## BEGIN
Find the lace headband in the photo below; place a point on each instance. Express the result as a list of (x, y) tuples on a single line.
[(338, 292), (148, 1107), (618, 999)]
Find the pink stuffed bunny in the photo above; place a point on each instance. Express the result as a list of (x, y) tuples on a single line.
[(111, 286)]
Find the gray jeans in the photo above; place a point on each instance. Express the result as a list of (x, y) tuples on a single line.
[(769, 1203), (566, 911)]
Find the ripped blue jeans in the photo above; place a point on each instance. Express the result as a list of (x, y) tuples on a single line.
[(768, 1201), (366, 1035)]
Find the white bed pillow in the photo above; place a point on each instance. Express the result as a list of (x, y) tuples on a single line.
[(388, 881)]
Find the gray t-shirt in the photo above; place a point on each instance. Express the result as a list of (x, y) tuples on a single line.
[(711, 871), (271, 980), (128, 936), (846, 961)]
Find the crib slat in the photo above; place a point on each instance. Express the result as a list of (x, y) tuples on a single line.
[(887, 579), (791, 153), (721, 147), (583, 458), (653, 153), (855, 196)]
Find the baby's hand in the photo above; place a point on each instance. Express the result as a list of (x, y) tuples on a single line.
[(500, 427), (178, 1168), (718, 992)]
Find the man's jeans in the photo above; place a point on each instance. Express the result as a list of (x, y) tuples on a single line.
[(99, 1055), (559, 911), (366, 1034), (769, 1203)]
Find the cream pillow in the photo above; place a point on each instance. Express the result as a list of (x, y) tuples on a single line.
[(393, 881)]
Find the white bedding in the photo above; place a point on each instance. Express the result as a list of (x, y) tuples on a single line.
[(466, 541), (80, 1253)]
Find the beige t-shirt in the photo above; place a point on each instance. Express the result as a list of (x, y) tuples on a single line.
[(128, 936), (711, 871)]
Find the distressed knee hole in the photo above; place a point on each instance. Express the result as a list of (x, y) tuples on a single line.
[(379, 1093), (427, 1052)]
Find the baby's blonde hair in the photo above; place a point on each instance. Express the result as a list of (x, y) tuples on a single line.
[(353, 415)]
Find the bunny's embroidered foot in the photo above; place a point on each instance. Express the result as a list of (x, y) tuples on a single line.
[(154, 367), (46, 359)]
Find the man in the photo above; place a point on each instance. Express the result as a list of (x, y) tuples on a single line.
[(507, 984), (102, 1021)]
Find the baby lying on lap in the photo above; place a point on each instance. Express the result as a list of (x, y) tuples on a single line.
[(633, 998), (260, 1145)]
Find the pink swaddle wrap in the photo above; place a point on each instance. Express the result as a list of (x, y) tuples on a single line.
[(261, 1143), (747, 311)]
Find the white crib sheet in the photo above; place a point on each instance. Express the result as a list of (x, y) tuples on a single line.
## END
> _PROBLEM DETAILS_
Rewrite all of the data above, changing "tuples" to "pairs" everywhere it occurs and keeping every other part the same.

> _OUTPUT OF THE EXERCISE_
Find the lace headband in the photo below; place a point on each instance. Express the result as a list of (x, y) pairs on a single line.
[(338, 292), (148, 1107), (618, 999)]
Find the pink stuffed bunny in the photo above; place a point on each instance. Express the result as a list of (x, y) pairs on a single line.
[(111, 286)]
Find the gray jeans in the photo above; place a point on each instance. Express the result as a list of (x, y) pairs on a single line.
[(769, 1203), (566, 911)]
Find the ripped blue jeans in the photo above; place a point on each instance. Express the result as a list of (x, y) pairs on a single line.
[(768, 1201), (366, 1035)]
Find the white bed pillow in the photo above; place a point on each instance. Express the result as a list of (x, y) pairs on a single line.
[(388, 881)]
Find the gray t-shirt in the photo above; place a point on each instance. Express the result as a list of (x, y) pairs on a single line.
[(711, 871), (271, 980), (128, 936), (846, 961)]
Find the crib slat in the photo above; place a point on each instance. Express the result as a list of (x, y) pairs on a single line.
[(887, 579), (791, 153), (721, 147), (583, 458), (653, 153), (855, 196)]
Find the baby's hand in the photo above; place a point on each instance. Express the result as a list of (x, y) pairs on a single line.
[(500, 427), (178, 1168), (718, 992)]
Find the man's jeans in the photo above; place a point on each instance. Express the result as a list of (x, y) pairs on a single line.
[(99, 1055), (559, 911), (366, 1034), (769, 1203)]
Find the cream pillow in the photo above; place a point on each instance. Express the result as a list of (x, y) pairs on a single line.
[(393, 881)]
Find the white bedding in the photo above; place a point on each instance. Express the result as a list of (x, y) pairs on a single line.
[(466, 541), (80, 1253)]
Find the beige t-shirt in the photo above; place a point on each instance. Express the result as a list of (x, y) pairs on a single line.
[(128, 936), (711, 871)]
Find the distressed knee hole in the photo above; place a point on each instance. Express the result as a list of (x, y) pairs on a single line.
[(379, 1093), (427, 1052)]
Find the baby's blonde hair in the photo above; place a point on each instance. Express the result as a list of (x, y) pairs on a single line.
[(353, 415)]
Find the bunny's embroidered foot in the photo above; place a point on each instance. Express the result as a list of (x, y) pairs on a single line.
[(154, 367), (46, 359)]
Find the man in the photo above; place a point on each instance. Express the result as a list of (x, y) pairs on a single line.
[(507, 984), (102, 1021)]
Find the baby lying on lap in the photo above; place a point on each instance. Express the result as a list of (x, y) pairs on a single line.
[(633, 998), (260, 1145)]
Find the pink swaddle wrap in the photo above; place a point on each instance. Express the result as a list of (x, y) pairs on a single line.
[(261, 1143), (747, 311)]
Find the white crib sheet in the photo above; place a point on each instance. Express the result as a list of (x, y) pairs on a single line.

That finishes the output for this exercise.